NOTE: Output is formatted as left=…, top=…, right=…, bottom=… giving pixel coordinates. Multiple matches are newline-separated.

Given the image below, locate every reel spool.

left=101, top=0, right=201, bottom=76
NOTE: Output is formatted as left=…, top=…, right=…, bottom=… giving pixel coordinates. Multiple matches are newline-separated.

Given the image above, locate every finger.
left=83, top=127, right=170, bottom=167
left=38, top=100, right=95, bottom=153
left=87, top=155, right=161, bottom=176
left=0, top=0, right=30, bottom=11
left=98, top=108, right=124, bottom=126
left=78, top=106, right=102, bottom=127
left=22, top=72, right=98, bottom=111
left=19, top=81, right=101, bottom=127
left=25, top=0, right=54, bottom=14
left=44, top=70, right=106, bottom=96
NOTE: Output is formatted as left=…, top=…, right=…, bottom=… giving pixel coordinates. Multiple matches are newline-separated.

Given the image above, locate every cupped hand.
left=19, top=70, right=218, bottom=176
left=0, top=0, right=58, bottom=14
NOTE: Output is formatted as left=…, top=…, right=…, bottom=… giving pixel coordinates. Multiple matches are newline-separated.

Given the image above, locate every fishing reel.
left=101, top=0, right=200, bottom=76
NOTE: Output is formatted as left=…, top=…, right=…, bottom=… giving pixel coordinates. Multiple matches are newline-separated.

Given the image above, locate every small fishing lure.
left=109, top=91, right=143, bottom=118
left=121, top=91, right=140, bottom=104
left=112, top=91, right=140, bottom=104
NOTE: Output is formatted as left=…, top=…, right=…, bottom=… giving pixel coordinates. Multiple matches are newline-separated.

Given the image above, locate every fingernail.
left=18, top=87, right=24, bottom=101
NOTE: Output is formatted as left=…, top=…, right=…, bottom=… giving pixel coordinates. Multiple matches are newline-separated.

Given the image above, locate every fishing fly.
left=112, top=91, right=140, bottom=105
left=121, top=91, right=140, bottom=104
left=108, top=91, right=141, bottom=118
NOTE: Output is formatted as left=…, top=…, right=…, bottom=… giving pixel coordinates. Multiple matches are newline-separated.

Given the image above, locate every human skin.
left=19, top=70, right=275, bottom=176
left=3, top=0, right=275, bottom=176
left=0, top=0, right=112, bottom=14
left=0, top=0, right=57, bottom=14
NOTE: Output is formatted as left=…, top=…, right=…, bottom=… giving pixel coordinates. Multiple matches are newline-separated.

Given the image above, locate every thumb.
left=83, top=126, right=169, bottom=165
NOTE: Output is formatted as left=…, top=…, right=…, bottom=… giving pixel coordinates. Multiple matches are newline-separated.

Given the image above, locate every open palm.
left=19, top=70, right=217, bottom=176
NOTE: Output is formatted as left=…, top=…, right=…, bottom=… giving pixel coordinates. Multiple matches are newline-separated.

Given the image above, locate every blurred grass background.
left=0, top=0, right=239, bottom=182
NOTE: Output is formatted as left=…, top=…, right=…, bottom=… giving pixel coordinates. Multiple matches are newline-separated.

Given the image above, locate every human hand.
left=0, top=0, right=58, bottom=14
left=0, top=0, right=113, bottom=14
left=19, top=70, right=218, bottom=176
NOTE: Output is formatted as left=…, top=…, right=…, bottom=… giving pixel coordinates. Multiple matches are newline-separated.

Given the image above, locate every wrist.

> **Exercise prompt**
All entries should be transcribed verbatim.

> **Worked solution**
NOTE: Output is formatted as left=…, top=…, right=…, bottom=… giving pixel coordinates. Multiple matches are newline-separated.

Given the image below, locate every reel spool.

left=101, top=0, right=201, bottom=76
NOTE: Output is formatted as left=…, top=…, right=…, bottom=… giving pixel coordinates. Multiple matches are newline-separated.

Given the image above, locate every finger.
left=83, top=127, right=170, bottom=167
left=38, top=100, right=95, bottom=153
left=87, top=155, right=161, bottom=176
left=0, top=0, right=30, bottom=11
left=98, top=108, right=124, bottom=126
left=78, top=106, right=102, bottom=127
left=22, top=72, right=98, bottom=111
left=19, top=81, right=101, bottom=127
left=25, top=0, right=54, bottom=14
left=44, top=70, right=106, bottom=96
NOTE: Output is formatted as left=…, top=…, right=…, bottom=… giving pixel coordinates. Multiple matches are newline-separated.

Given the image above, locate every cupped hand.
left=19, top=70, right=218, bottom=176
left=0, top=0, right=58, bottom=14
NOTE: Output is formatted as left=…, top=…, right=…, bottom=… giving pixel coordinates. Multiple matches are newline-separated.

Given the image above, locate every fishing reel.
left=101, top=0, right=200, bottom=76
NOTE: Output is formatted as left=…, top=…, right=…, bottom=… giving pixel coordinates. Multiple matches are newline-separated.

Given the image above, locate every small fishing lure.
left=109, top=91, right=143, bottom=118
left=121, top=91, right=140, bottom=104
left=112, top=91, right=140, bottom=104
NOTE: Output is formatted as left=…, top=…, right=…, bottom=… giving pixel coordinates. Multiple matches are newline-separated.

Given the image above, locate every fingernail.
left=18, top=87, right=24, bottom=101
NOTE: Output is formatted as left=…, top=…, right=…, bottom=… giving pixel coordinates. Multiple matches are newline-separated.

Given the image above, locate every fishing fly.
left=112, top=91, right=140, bottom=105
left=121, top=91, right=140, bottom=104
left=108, top=91, right=141, bottom=118
NOTE: Output is formatted as left=…, top=…, right=…, bottom=… giving pixel coordinates. Multiple matches are newline-separated.

Given the image above, locate every human skin.
left=19, top=70, right=275, bottom=176
left=3, top=0, right=275, bottom=176
left=0, top=0, right=112, bottom=14
left=0, top=0, right=57, bottom=14
NOTE: Output is formatted as left=…, top=…, right=…, bottom=… giving pixel coordinates. Multiple matches are newline-separated.

Given the image above, locate every thumb.
left=83, top=126, right=169, bottom=165
NOTE: Output is formatted as left=…, top=…, right=…, bottom=… giving pixel coordinates. Multiple matches are newline-separated.

Given the image above, locate every open palm.
left=19, top=70, right=217, bottom=176
NOTE: Output is formatted as left=…, top=…, right=…, bottom=… giving pixel coordinates. Multiple matches are newline-separated.

Given the image above, locate every blurred grass background.
left=0, top=0, right=239, bottom=182
NOTE: Output is formatted as left=…, top=…, right=…, bottom=… giving pixel coordinates. Multiple matches are newline-separated.

Given the image above, locate every human hand.
left=0, top=0, right=58, bottom=14
left=0, top=0, right=113, bottom=14
left=19, top=70, right=218, bottom=176
NOTE: Output is formatted as left=…, top=…, right=…, bottom=… giving pixel coordinates. Multiple matches are newline-separated.

Given the image above, locate every wrist.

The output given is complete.